The task: The reply should be the records repeated exactly, without any images.

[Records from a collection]
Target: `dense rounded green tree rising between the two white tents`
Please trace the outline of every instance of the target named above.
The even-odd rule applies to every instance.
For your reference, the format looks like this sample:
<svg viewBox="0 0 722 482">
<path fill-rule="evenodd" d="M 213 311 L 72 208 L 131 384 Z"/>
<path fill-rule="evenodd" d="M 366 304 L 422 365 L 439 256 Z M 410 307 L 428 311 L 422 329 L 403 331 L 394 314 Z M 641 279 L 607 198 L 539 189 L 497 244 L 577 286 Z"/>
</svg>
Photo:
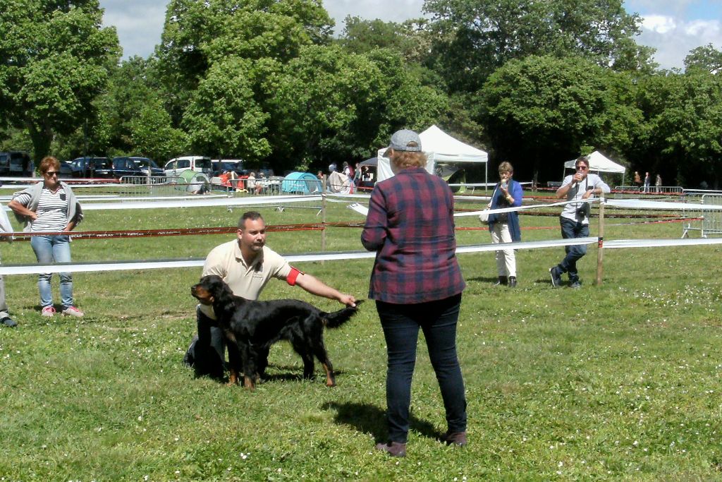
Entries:
<svg viewBox="0 0 722 482">
<path fill-rule="evenodd" d="M 562 161 L 586 146 L 609 152 L 629 144 L 627 129 L 641 115 L 620 102 L 627 80 L 578 57 L 513 60 L 487 79 L 479 116 L 497 158 L 511 160 L 521 176 L 557 178 Z"/>
</svg>

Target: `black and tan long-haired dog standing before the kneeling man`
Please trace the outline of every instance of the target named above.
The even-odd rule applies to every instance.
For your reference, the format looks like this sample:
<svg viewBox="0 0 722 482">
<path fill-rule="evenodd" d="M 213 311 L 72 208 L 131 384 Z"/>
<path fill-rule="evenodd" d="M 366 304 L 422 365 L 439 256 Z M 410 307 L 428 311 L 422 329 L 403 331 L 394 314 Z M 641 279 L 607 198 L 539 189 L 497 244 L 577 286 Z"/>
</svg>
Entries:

Task solution:
Target: `dense rounded green tree rising between the two white tents`
Please trace the outline of every instance of the target named above.
The even-odd rule applies to every instance.
For your reference, the format looks like this sample:
<svg viewBox="0 0 722 482">
<path fill-rule="evenodd" d="M 213 311 L 72 208 L 131 384 Z"/>
<path fill-rule="evenodd" d="M 366 304 L 422 365 L 439 256 Z M 410 307 L 428 311 L 422 329 L 403 331 L 394 314 Z M 641 279 L 607 198 L 539 189 L 497 244 L 577 286 Z"/>
</svg>
Photo:
Entries:
<svg viewBox="0 0 722 482">
<path fill-rule="evenodd" d="M 562 161 L 586 146 L 609 152 L 629 144 L 627 129 L 641 115 L 620 102 L 627 80 L 578 57 L 513 60 L 487 79 L 479 116 L 497 158 L 511 160 L 521 176 L 557 178 Z"/>
</svg>

Target: `black and tan long-haired dog standing before the kneeling man`
Please trace the outline of every instance of the target named above.
The even-odd rule applies to every instance.
For your reference, the format looks like this sample:
<svg viewBox="0 0 722 482">
<path fill-rule="evenodd" d="M 213 311 L 72 208 L 131 384 Z"/>
<path fill-rule="evenodd" d="M 366 304 L 422 365 L 439 256 Z M 410 307 L 428 311 L 422 329 L 403 331 L 394 314 Z M 641 279 L 607 198 L 539 189 L 497 244 L 577 286 Z"/>
</svg>
Entries:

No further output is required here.